Más allá de la General Paz, la autopista que rodea a la ciudad de Buenos Aires, hay otro país. Aunque siga siendo el mismo.
No en toda Argentina se baila tango. No todos los argentinos van al psicoanalista o gesticulan como italianos. No en todo el país impera la arquitectura neoclásica, ni cada esquina tiene cafés y librerías, ni hay protestas todos los días.
Y no todos los argentinos entran en el famoso estereotipo que se tiene de ellos en América Latina, según el cual son arrogantes, egocéntricos o estafadores: si alguien es así —se cree— son los porteños, los habitantes de la capital.
Pero además Buenos Aires hay varias: una cosa es la ciudad de 3 millones de habitantes, otra el suburbio conocido como «el conurbano» y otra la enorme provincia bonaerense, donde pueden pasar 400 kilómetros sin que uno vea un alma.
Los matices pueden continuar, porque porteños introvertidos, honestos, humildes o generosos hay más de unos cuantos; podría decir que la mayoría.
Pero partiendo de la salvedad de que todos los estereotipos son exagerados y perversos, es difícil negar que los porteños y la gente del interior no parecen del mismo país.
Dos países
A pesar de ser federal, Argentina es una de las naciones más centralizadas de América Latina. En el conurbano viven casi 16 millones de personas, un tercio de la población.
En Buenos Aires están más de la mitad de los equipos de fútbol de la primera división, las disputas políticas locales son vistas como asuntos nacionales y el gobernador o gobernadora de la provincia es considerado el segundo político más poderoso del país después del presidente.
La mayoría de trámites hay que hacerlos en la capital y para salir del país casi siempre hay que pasar por ahí. Los medios nacionales reportan el clima, los atascos y los crímenes de Buenos Aires, pero casi nunca los del resto del país.
Desde el exterior la tendencia a asumir lo porteño como argentino es mayor aún: el tango, la pizza con aceitunas y cebolla, el saludo de beso entre hombres, el teatro de la calle Corrientes o las anchas avenidas se ven como argentinos, cuando en realidad son porteños.
La diferencia entre capital e interior es una marca de origen: la independencia de Argentina, en 1810, en realidad fue la creación de un Estado llamado Provincias Unidas del Río de la Plata, en el que entraban Buenos Aires, la pampa y parte de Uruguay.

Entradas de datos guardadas
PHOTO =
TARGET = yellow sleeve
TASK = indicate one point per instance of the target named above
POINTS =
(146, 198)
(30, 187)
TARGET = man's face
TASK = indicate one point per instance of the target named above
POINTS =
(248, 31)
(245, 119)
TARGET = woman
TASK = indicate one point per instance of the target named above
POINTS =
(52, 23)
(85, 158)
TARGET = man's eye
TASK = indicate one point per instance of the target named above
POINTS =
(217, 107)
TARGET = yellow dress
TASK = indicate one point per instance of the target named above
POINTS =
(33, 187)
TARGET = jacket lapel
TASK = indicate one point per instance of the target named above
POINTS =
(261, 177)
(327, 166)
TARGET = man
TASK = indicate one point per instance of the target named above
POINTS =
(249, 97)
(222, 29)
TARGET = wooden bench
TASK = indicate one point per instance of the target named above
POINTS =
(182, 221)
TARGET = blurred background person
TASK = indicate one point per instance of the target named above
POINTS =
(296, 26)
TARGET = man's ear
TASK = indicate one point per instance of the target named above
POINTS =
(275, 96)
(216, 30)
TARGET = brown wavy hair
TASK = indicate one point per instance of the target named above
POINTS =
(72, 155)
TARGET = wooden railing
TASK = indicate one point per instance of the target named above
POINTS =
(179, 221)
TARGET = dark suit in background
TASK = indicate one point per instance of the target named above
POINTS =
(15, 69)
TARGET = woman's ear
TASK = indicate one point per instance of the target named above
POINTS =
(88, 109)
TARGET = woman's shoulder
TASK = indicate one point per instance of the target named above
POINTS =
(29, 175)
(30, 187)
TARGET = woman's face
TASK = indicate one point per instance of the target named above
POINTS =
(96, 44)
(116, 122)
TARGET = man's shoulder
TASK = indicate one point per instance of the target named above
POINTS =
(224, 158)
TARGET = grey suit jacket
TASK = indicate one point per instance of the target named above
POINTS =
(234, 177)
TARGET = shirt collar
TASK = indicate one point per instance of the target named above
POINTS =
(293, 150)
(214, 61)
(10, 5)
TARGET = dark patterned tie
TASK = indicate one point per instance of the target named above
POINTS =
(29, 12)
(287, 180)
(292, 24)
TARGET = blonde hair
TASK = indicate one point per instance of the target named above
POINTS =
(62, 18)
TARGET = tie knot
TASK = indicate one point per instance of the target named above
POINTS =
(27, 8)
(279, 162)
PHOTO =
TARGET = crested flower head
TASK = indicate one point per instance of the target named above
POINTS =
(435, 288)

[Indicaciones]
- 1) Enumera lo que, según el texto sobre Buenos Aires y el interior, se ve desde el exterior como argentino cuando en realidad es porteño.
- 2) De acuerdo con el texto sobre Buenos Aires y el interior, ¿cuántas personas viven en el conurbano?
- 3) Prosigue el texto sobre Buenos Aires y el interior a partir de su última oración.
Los registros no tienen ningún papel en esto.

[Resultados]
- 1) El tango, la pizza con aceitunas y cebolla, el saludo de beso entre hombres, el teatro de la calle Corrientes y las anchas avenidas.

- 2) Casi 16 millones de personas, un tercio de la población.

- 3)
Hasta 1860, cuando se emitió un decreto presidencial en busca de «uniformidad», la palabra «Argentina» y su gentilicio solo se usaban para referirse a Buenos Aires.
Buenos Aires y las regiones cerca al Río de la Plata siempre han sido un país en sí mismo, quizá más parecidos a Uruguay que a los extremos norte y sur del país.
El interior, en cambio, es varios países: uno medio vacío en la Patagonia, otro medio boliviano en las montañas del norte, otro medio paraguayo en el Chaco y otro muy cordobés en lo que algunos llaman en broma la República Independiente de Córdoba.
«Se podía ser mendocino, salteño, cordobés, misionero antes de que la idea de ser argentino apareciera», escribe Martín Caparrós en El Interior, un recorrido del periodista argentino por 14 de las 23 provincias.
Cada región tiene su propia dicotomía entre capital e interior, así como sus acentos, su cultura y sus injustos estereotipos: los cordobeses tienen fama de chistosos y burdos; los mendocinos de ordenados; los patagónicos de emprendedores; los chaqueños de violentos; y así.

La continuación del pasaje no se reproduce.